The band’s next studio album “Somewhere
in Time” marked a bit of a departure for the band in style, but it paid
off when the single “Wasted Years” became a big hit on charts worldwide
and MTV couldn’t seem to play the video enough. Some fans worried that
the band had become a little too commercial and melodic but following the
sold out tour the band headed back into the studio to prove they hadn’t
lost touch with their
roots. The resulting concept album “Seventh Son Of a Seventh Son” was released
to critical reviews in 1988. Iron Maiden had returned to the style of music
that made them famous and many fans and critics count that album among
the group’s best. A grueling world tour followed which culminated in the
band’s first headlining performance at Castle Donington's Monsters Of Rock
Festival, where they played before 107,000 rabid fans.
When the band entered the 90’s change was
in the air. The decade would provide the band with both triumphs and loss.
The first major change came when Adrian Smith left the band to pursue a
solo career. Iron Maiden recruited as his replacement guitarist Janick
Gers, who had played on Bruce Dickinson’s solo album “Tattooed Millionaire”.
This line-up would produce two studio
albums (“No Prayer For the Dying” and “Fear of the Dark”) and two live
albums (“A Real Live One” and “A Real Dead One”) but in May of 1993 the
fans and band got a shock when Bruce Dickinson announced he was leaving
the group to pursue his solo aspirations.

= Records from a data source =
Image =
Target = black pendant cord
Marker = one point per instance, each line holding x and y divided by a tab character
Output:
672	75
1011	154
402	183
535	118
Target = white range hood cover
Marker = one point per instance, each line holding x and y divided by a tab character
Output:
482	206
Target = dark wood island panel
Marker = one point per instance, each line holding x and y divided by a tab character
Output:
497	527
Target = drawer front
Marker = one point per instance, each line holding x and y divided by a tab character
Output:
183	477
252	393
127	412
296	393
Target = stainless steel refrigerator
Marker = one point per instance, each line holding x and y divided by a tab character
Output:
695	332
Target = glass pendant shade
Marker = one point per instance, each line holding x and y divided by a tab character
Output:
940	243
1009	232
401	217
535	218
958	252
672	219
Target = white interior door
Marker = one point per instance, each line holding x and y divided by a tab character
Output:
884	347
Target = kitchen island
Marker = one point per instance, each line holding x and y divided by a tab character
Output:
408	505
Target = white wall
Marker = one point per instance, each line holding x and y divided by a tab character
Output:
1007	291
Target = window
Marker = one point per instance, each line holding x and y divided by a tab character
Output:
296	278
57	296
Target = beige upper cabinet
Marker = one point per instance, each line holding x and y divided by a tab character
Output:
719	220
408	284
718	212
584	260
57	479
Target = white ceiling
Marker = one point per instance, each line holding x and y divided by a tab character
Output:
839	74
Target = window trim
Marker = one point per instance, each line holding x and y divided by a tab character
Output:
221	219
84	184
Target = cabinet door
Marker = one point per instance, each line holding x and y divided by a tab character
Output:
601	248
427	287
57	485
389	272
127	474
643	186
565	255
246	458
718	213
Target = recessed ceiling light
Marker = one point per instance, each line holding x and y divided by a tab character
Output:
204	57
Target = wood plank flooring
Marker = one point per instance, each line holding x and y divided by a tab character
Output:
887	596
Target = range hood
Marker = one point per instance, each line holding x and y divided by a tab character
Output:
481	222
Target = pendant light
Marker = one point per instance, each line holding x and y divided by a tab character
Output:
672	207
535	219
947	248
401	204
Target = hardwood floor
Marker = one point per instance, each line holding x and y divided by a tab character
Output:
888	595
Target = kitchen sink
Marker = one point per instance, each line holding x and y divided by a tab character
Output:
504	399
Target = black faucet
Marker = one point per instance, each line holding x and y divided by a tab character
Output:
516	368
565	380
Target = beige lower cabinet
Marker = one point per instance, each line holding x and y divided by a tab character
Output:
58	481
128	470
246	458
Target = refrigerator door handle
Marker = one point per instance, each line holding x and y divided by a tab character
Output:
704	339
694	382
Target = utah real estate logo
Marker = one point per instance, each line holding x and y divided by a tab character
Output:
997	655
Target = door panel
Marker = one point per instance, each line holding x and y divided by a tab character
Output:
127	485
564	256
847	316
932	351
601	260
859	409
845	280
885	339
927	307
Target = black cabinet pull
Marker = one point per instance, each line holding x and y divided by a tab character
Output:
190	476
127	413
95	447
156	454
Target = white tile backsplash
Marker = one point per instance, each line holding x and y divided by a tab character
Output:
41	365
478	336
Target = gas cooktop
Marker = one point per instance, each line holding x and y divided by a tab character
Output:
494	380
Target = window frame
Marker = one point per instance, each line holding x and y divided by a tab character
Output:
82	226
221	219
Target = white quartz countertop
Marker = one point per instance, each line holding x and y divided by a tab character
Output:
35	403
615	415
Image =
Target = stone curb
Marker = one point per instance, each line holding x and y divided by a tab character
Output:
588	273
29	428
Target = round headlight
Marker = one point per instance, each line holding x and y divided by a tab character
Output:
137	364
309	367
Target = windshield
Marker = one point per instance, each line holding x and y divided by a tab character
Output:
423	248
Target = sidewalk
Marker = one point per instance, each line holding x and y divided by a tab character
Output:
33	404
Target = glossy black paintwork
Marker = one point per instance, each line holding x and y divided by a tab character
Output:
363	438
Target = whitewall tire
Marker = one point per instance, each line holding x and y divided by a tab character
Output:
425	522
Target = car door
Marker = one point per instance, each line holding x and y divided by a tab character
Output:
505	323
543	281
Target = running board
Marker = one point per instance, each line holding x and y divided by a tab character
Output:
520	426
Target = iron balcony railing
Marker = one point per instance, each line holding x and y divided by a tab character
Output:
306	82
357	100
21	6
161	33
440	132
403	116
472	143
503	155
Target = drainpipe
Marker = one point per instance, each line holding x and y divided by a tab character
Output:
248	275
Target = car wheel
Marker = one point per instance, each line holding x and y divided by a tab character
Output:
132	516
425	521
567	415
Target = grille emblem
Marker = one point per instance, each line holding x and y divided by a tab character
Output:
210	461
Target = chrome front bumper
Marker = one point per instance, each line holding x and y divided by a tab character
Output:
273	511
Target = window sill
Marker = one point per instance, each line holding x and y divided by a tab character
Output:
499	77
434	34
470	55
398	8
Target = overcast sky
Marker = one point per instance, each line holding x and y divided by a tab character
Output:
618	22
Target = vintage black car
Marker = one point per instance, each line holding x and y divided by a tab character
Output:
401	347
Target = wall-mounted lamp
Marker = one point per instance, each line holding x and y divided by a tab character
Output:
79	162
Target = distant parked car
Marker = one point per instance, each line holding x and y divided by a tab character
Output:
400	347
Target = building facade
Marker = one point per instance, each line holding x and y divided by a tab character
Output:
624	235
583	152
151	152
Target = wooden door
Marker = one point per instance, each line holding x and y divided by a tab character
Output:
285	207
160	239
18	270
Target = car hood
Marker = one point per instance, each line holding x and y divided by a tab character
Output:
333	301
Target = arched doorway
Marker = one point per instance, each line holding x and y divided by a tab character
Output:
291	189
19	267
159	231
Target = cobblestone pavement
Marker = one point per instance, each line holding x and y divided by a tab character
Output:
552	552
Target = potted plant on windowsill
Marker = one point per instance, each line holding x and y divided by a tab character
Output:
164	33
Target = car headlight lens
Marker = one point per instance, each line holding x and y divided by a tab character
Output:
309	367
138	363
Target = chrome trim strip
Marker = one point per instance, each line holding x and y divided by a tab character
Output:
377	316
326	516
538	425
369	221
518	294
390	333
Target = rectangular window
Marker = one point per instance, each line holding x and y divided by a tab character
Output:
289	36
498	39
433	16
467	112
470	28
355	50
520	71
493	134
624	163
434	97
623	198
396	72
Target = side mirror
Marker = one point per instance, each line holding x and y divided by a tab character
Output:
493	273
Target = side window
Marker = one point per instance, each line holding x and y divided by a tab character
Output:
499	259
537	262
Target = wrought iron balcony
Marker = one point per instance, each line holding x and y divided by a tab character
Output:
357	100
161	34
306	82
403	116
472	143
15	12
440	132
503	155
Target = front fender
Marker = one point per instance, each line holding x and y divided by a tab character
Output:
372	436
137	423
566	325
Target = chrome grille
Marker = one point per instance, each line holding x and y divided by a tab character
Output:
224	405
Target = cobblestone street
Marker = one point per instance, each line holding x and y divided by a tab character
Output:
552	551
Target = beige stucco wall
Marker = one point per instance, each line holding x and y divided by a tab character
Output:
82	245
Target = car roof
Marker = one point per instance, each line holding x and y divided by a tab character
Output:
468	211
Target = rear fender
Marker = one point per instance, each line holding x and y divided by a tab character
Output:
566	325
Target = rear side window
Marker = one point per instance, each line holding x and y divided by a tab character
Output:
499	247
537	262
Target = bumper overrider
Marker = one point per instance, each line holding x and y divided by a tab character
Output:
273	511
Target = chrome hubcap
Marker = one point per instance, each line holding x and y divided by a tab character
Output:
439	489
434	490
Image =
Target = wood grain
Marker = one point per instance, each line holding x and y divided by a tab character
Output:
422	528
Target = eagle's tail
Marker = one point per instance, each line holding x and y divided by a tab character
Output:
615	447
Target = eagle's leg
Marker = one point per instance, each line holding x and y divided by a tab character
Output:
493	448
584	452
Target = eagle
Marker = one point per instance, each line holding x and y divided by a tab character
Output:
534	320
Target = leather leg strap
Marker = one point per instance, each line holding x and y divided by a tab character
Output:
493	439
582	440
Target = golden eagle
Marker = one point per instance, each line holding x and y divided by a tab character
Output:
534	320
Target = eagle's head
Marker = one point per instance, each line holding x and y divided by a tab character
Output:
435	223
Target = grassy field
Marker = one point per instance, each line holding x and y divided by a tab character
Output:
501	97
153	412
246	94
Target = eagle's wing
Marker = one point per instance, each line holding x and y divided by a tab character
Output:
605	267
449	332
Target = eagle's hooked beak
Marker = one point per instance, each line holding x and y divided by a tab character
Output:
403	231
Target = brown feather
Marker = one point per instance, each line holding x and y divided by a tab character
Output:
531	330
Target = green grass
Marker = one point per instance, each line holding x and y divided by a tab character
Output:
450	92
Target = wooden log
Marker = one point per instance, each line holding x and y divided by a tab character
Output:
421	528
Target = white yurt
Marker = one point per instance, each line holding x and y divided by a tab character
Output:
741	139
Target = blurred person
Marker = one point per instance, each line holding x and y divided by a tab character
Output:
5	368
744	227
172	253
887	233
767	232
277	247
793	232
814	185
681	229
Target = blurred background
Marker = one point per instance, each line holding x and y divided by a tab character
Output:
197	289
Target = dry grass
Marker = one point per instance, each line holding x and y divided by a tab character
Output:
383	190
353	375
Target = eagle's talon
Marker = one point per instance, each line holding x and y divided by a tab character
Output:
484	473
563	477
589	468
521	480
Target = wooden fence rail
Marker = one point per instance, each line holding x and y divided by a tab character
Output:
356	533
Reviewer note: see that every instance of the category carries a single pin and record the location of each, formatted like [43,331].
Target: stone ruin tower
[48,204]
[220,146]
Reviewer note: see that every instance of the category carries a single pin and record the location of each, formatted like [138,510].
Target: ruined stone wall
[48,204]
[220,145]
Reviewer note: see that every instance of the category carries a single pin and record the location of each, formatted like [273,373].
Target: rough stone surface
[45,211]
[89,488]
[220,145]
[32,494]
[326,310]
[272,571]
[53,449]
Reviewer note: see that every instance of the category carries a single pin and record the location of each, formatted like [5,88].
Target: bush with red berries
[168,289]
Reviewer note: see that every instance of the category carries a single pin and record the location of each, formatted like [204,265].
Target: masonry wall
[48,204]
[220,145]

= REQUEST =
Write the next part of the Iron Maiden history, picking up after Bruce Dickinson's announcement that he was leaving the group.

= RESPONSE TO THE EXERCISE =
Iron Maiden undertook a talent search to
find a new frontman and found Birmingham native Blaze Bayley to fill the
void left by Bruce’s departure. With Blaze out front the group released
two albums, “The X Factor” in 1995 and “Virtual XI” in 1998. They ended
the decade by releasing their career retrospective “The Best of the Beast".
21st Century Beast
The turn of the century brought about major
changes for the band. Fans the world over rejoiced when they learned that
Bruce Dickinson and Adrian Smith had rejoined the band. The reunited line-up
that included three guitarist (Smith, Murry and Gers) setout on a sold-out
reunion tour that allowed the fans to pick the songs the band would play
each night. After the tour Iron Maiden went back into the studio
to record a new album. The resulting CD “Brave New World” was received
with open arms from fans the world over and the much anticipated “3 Guitar
Assault” of the new line-up proved to be just what Iron Maiden needed as
they marched proudly into the new millennium. American fans went
nuts over the “Brave New World” tour that also featured fellow metal legend
Rob Halford and his new band Halford as well as Queensryche as support.
Tickets for the Madison Square Garden concert sold-out in 15 minutes, so
indeed it was evident that the Beast was Back!
The culmination of the “Brave New World
Tour” occurred at the Rock In Rio festival where the band performed before
250,000 screaming fans. Like their triumphant Long Beach Arena shows from
fifteen years before the band wanted to capture this performance for posterity.
Now fans the world over get to share in the “Rock in Rio” experience with
the release of the new live recordings of the performance aptly titled
“Rock in Rio” with an home video DVD release of the concert to be released
later this year.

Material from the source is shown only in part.